> _What you will do_
Render every line of the items below as a Markdown table with the columns "No." and "Text," skipping blank lines. Leave the pictures out.

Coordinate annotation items
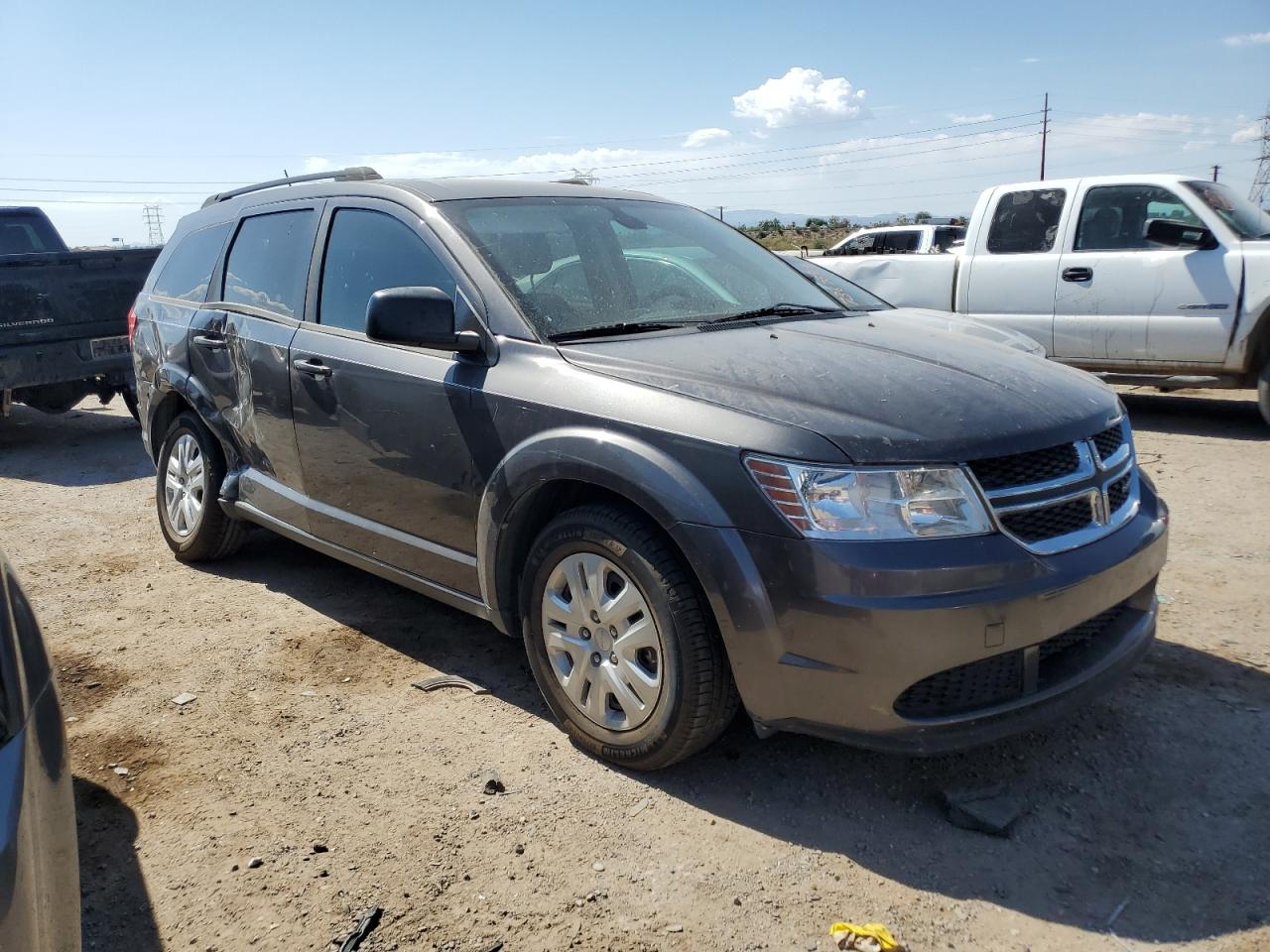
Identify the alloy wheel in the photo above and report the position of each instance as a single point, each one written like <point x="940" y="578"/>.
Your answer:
<point x="185" y="485"/>
<point x="602" y="642"/>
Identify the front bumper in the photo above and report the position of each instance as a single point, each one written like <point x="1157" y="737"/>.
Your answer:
<point x="835" y="639"/>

> _Complete response_
| No. | Text |
|---|---|
| 1 | Identify the alloy wheel in the photo above and report the position of each instance as a single point, each one written like <point x="940" y="578"/>. |
| 2 | Your answer: |
| 3 | <point x="185" y="485"/> |
| 4 | <point x="602" y="642"/> |
| 5 | Identify the front bumper in the photo above and report the position of each instance as a single point, each one written like <point x="1157" y="737"/>. |
| 6 | Your answer: |
| 7 | <point x="835" y="639"/> |